* _EXERCISE DESCRIPTION_
Leaving out the pictures, transcribe all of the records faithfully.

(Point-based annotation data)

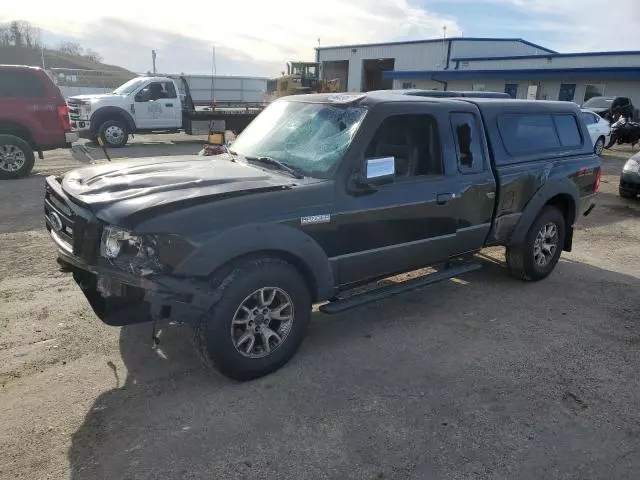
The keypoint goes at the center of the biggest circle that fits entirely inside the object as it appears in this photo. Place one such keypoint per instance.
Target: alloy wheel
(546, 244)
(262, 322)
(114, 135)
(12, 158)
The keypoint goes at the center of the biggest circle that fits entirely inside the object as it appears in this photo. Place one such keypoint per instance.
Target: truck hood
(596, 110)
(118, 190)
(93, 96)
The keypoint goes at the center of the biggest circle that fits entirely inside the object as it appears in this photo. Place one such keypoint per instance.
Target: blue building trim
(551, 55)
(434, 40)
(611, 73)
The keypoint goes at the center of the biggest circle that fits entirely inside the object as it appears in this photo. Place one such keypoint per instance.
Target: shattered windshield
(310, 137)
(598, 102)
(129, 87)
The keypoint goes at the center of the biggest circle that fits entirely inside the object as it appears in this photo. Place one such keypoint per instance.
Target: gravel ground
(484, 377)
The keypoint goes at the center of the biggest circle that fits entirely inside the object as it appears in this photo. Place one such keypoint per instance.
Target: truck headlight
(632, 166)
(113, 241)
(134, 253)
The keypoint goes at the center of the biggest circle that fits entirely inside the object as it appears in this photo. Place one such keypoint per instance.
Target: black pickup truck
(321, 194)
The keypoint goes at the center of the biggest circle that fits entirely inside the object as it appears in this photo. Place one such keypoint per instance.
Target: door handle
(444, 198)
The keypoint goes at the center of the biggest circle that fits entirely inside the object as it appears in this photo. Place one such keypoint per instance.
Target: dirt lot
(482, 378)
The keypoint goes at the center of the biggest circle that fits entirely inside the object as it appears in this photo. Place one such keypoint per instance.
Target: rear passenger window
(588, 118)
(568, 130)
(528, 133)
(20, 84)
(468, 145)
(412, 140)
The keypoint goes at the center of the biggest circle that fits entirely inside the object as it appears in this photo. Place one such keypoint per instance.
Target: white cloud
(272, 31)
(583, 25)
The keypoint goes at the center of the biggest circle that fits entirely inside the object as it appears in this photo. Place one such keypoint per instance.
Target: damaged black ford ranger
(318, 195)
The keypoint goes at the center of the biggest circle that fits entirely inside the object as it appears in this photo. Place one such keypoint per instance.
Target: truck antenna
(213, 74)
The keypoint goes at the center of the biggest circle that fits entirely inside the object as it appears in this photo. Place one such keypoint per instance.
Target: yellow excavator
(301, 78)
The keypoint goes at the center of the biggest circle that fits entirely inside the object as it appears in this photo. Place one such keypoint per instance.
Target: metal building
(514, 66)
(361, 67)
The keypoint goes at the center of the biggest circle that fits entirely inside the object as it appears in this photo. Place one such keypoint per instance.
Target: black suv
(321, 194)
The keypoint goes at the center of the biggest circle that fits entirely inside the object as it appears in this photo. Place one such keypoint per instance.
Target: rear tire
(236, 336)
(16, 157)
(538, 255)
(626, 193)
(114, 133)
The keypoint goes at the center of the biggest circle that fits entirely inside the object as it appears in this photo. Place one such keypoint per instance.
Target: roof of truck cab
(511, 105)
(387, 96)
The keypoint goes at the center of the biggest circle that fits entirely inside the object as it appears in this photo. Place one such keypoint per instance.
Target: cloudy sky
(257, 37)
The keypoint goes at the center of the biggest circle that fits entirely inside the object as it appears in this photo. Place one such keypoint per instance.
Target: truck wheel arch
(111, 113)
(561, 194)
(248, 242)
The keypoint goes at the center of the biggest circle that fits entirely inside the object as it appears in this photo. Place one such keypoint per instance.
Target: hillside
(26, 56)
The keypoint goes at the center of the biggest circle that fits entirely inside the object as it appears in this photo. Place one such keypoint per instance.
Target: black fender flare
(98, 117)
(276, 239)
(563, 187)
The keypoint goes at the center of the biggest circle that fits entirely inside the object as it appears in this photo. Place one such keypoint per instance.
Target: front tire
(538, 255)
(259, 322)
(599, 146)
(16, 157)
(114, 133)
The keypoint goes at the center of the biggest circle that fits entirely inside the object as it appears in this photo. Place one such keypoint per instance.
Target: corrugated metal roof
(613, 73)
(457, 39)
(552, 55)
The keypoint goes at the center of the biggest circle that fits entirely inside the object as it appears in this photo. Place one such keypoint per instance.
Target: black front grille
(56, 213)
(79, 234)
(74, 108)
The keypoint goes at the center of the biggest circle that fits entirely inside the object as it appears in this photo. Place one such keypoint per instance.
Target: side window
(568, 130)
(170, 90)
(20, 84)
(414, 143)
(588, 118)
(528, 133)
(468, 144)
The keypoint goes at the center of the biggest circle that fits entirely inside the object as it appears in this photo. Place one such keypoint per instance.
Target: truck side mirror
(378, 171)
(143, 95)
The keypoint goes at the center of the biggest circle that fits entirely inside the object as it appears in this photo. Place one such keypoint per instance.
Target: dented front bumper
(120, 298)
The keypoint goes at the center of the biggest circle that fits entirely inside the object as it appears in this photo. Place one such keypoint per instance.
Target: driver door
(408, 223)
(157, 107)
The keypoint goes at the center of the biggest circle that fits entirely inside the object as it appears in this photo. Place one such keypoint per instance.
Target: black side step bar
(358, 300)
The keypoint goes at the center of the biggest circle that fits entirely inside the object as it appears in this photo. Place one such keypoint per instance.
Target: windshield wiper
(283, 166)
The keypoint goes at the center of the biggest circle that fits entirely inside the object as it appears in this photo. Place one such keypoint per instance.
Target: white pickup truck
(153, 105)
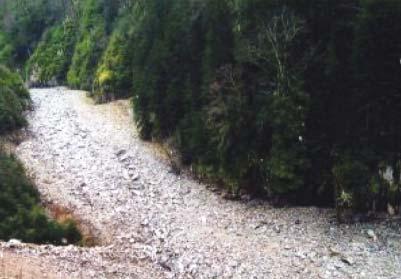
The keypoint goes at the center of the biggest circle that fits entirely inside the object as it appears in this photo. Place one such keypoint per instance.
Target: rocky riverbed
(151, 223)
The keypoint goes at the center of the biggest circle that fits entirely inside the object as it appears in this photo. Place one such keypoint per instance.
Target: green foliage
(52, 57)
(14, 99)
(20, 214)
(95, 24)
(265, 95)
(114, 72)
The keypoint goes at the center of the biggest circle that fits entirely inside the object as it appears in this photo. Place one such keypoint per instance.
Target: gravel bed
(155, 224)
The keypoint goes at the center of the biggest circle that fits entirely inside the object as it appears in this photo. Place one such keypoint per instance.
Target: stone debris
(152, 223)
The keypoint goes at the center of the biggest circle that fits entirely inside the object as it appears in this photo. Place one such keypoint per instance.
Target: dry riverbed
(151, 223)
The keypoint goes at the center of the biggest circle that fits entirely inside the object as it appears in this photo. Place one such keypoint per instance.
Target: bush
(14, 99)
(52, 57)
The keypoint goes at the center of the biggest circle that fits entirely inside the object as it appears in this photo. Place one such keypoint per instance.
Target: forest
(295, 101)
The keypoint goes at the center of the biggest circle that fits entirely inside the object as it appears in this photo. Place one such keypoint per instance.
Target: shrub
(14, 99)
(52, 57)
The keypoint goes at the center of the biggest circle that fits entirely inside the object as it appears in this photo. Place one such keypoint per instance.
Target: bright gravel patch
(155, 224)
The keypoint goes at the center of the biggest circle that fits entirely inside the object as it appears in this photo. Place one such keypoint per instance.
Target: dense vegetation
(21, 216)
(293, 99)
(14, 99)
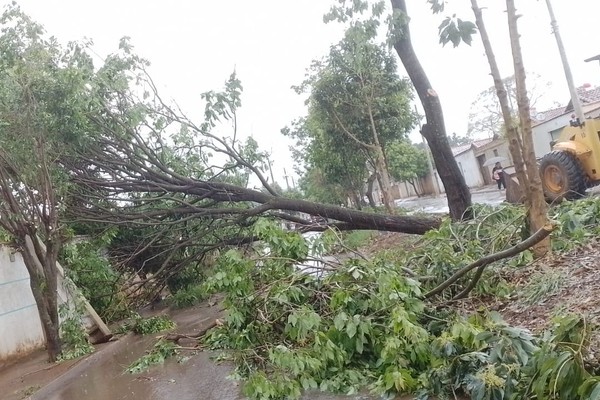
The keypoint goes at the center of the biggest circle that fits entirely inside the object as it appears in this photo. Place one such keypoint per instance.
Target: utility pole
(563, 55)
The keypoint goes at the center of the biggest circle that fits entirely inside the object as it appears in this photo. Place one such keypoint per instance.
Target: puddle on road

* _ANSWER FOR THE TASK_
The keypoint goes at the center of the biggest circle that fits entirely inside the object as it appears in this photo. Place one such keypoint per instance.
Target: alloy wheel
(546, 244)
(262, 322)
(114, 135)
(12, 158)
The keypoint goes at the center of the biggest circle that fits entirely inside the object as it appears in this photo. Place one such keypoint per instance.
Target: truck hood
(596, 110)
(118, 190)
(93, 96)
The keypoint goes at the center of the biggest circle that fits entirely inside the object as it appears in this photo. Place one such keypoint per instance.
Target: blue building trim
(551, 55)
(434, 40)
(611, 73)
The keypoint goes at the center of the biggest circle that fits entirely inside the object as it appears in this photo. Place one such keypoint per instance.
Target: shattered windshield
(310, 137)
(598, 102)
(129, 87)
The keypoint goes at the center of the biggest circle that fits entirely inside the object as it appears in this photo. Place one such keypoint per instance.
Target: gravel ground
(484, 377)
The keypoint goes at the center of the biggest circle that fits entirely inside the object as it appears in this photo. Place one such keypoint per instance.
Target: truck headlight
(632, 166)
(113, 241)
(134, 253)
The keypoint goes at the center of the biggest circle that fits entirely inside the object as it appears in this photo. Place one such keypoint per instance.
Target: black pickup truck
(321, 194)
The keypoint goes at the center of the biggest circle that fits entirely inside the object as it appears in this photo. Place one such keypoint per instance.
Target: door handle
(444, 198)
The keypoint goes at the center of the biggest circle that fits entirely inside the object as it appears in this photo. Place one such keypoint per instance.
Target: dirt lot
(482, 378)
The keypoint goes at the center of the biggest circle that fits entirely inside the object as it appears in this photo. Place one such keypoint per instance.
Target: rear passenger window
(588, 118)
(568, 130)
(528, 133)
(20, 84)
(468, 145)
(412, 140)
The keypoint goes at the center of the biggest circle that fits entirely inside the object as it appears in this photo. Place one such keypoint per instance.
Target: white cloud
(272, 31)
(583, 25)
The keypoint goes at the center of the biggest circle that fits entirely inside the object as it appears in this photo. Place one such keypoint per instance.
Target: damaged black ford ranger
(318, 195)
The keypoint goes at the center of the biggest circle that fits entirely inside the object as it appears in this photo. Place one such keypoint per instance.
Target: truck antenna
(213, 74)
The keypoint goes at the center of the biggest circle that fits entirely inside the object as it appears in this photo. Place one such keypoint per instance.
Target: yellow excavator
(301, 78)
The keypoint goes at the center of the biggest circle that fits entirely inside the object as it appears in this photo. Place one such keypoint per instance.
Target: metal building
(514, 66)
(361, 67)
The keypoint goes at the center of the biggest circle that fits entirely inside the object as it appears in this photo. Place one such keypoint per instance.
Target: black suv
(321, 194)
The keypoint goes at the center of the biggest circle that fits entirely inside the object as it appears in this photo. Place one such keypoint per instance.
Target: rear tire
(236, 336)
(16, 157)
(538, 255)
(626, 193)
(114, 133)
The keypoint goes at the center of the biggest circle that fits entirely inside the object as it appears in this photo. Place one such keypoint per instance.
Target: roof of truck cab
(511, 105)
(387, 96)
The keypoint goes at the center of the biggest circle that fits entirely inside the object as it appears in this photo. Place one such keypoint per instance.
Target: cloudy sky
(257, 37)
The keypoint goes at the center of the biggest circle that fits entirely inside the object as it appears in this photo. Place one such keypoint per instance.
Target: truck wheel arch
(111, 113)
(561, 194)
(248, 242)
The keypoint goes at the center of the biggest circle that fits entirely inside the object as it appears in this photo. Place one such keypoint per instance.
Target: hillside
(26, 56)
The keypoint goes at the center of the biggest circle that fits entirely inside the object as it appears in this photo. Place one such keypoint per instance.
Target: black fender flare
(98, 117)
(276, 239)
(563, 187)
The keypoint goes at the center of the biggest circle that fits entirely inside the object as it appears in this photo. Place one such keypoint per instance.
Target: front tire
(538, 255)
(259, 322)
(599, 146)
(16, 157)
(114, 133)
The keypoint goes at the center of the biggest circle that fits entirely inside the object as it appears in this photo. Place one such keypoint per instance.
Target: corrugated metal roof
(613, 73)
(457, 39)
(552, 55)
The keypoint goes at the center of the biggest circle that fits entirely inside the object as it appears in this photo. Place one such keypoint per instance.
Target: black front grille
(56, 213)
(79, 234)
(74, 108)
The keypoint goes at the center of the biggest circle that fits entirely inside the object as it appears in this photo. Place one such keypoint per instance.
Target: side window
(568, 130)
(170, 90)
(20, 84)
(414, 143)
(588, 118)
(528, 133)
(468, 144)
The keypoint goes at the center of the biggest circle that fits entirely inside the object as it appears in this photo. Place one such keypoint per instance.
Target: truck side mirror
(378, 171)
(143, 95)
The keypoint goes at the center of the biggest circle that fits entirely inside the object as it appears in this photo. Place one such keypoint per instance.
Target: dented front bumper
(120, 298)
The keypoint goes at the center of the biggest circle that fits entirely inside the object as it appears in this photo. Place one such keypoint per instance.
Target: driver door
(408, 223)
(157, 107)
The keypoint goes at the center of the biggest circle that fits entirely inside the object as it appears in this photo. Place one such keypoint per instance.
Target: black side step bar
(358, 300)
The keypoint goes at the center of the biggest circle that fits entirely inside the object as it appears in this photo. Place one such keypoint per instance.
Target: windshield wiper
(283, 166)
The keypoint goes at the center of the biggest circle that fits entirely inside the object as it appears in this photo. Place one such keypoint per instance.
Target: white pickup truck
(153, 105)
The keypoint goes at the center of the biggest circle that fits entirely inside the object as it appears in this photo. Place one such keypoint per instance.
Target: rocky riverbed
(151, 223)
The keypoint goes at the center of the biggest circle that fits entirely inside the object as it appears in this photo. Place one such keypoint per instance.
Target: green foliage
(52, 57)
(14, 99)
(20, 214)
(95, 24)
(265, 95)
(114, 72)
The keypoint goes at the center of the biggest circle that fits entirely inside the object as it appears in this photo. Place one such keypoint per instance.
Target: gravel bed
(155, 224)
The keypoint goes at the center of the biggest circle that fits entirely inside the object as it appears in this photo. Place one such keypoint per instance.
Target: stone debris
(152, 223)
The keypoint goes at the center of the biggest circle that fits entirely inside the object as it appears in this photo. Place one such keypoint per instance.
Target: dry riverbed
(151, 223)
The keypoint goes at the center of the biggest circle that fits entirely inside the object as it appears in this photo. Place one such keypoint per instance.
Target: bush
(14, 99)
(52, 57)
The keypoint goes at the center of the biggest circle that fits entirely inside the object as it appears in this photo. Place one such keypoint per instance.
Target: forest
(295, 101)
The keypoint goes at the center of the biggest circle that fits entirely inside the object as it appears in this photo. Place one such keypoint per instance.
Target: shrub
(14, 99)
(52, 57)
The keypoint goes at the center of the biggest circle that fits entirely inside the object as it appears in this photo. Place one such keypoint per instance.
Target: bright gravel patch
(155, 224)
The keypoint goes at the center of the biggest circle that fits entirely inside the object as it appears in this photo. Place one such keypoint per instance.
Target: dense vegetation
(21, 216)
(293, 99)
(14, 99)
The keypoint goes at the center of the biggest circle that fits entirely inside the object as it appears in this photo. Place one such keypoint per instance.
Target: utility pole
(563, 55)
The keypoint goes at the center of the biggest circle that fits entirely inside the object as it appears in this photo. Place one such keypoint per instance.
Target: puddle on road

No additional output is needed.